Point annotation dataset records:

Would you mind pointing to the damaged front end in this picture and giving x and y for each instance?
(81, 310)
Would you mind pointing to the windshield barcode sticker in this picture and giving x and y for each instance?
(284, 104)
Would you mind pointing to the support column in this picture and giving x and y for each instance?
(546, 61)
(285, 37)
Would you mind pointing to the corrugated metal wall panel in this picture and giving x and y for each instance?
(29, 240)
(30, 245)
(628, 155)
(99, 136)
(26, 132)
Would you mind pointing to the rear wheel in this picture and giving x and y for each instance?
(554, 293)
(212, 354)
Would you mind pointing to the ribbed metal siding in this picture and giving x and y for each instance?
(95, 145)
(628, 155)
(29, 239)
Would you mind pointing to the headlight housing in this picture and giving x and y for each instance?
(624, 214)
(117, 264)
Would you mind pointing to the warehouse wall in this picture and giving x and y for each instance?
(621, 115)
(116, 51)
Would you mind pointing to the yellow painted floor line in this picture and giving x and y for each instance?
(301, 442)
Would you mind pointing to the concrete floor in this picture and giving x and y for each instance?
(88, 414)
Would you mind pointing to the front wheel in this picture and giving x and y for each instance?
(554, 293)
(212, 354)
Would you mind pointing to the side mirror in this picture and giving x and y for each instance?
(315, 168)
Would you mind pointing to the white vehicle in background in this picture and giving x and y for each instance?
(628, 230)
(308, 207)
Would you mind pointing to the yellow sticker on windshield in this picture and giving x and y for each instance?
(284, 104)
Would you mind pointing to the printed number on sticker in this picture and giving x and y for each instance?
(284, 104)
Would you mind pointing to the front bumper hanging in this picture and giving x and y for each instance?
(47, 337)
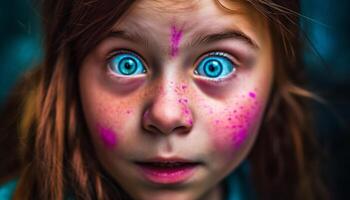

_What is required:_
Please extract each line above that contains the word "floor". Case counts.

_Answer to the task:_
Would you mind pointing to the yellow painted floor line in this picture and giving x and y for each instance?
Would you mind pointing to the concrete floor in this picture and giving x and y for each instance?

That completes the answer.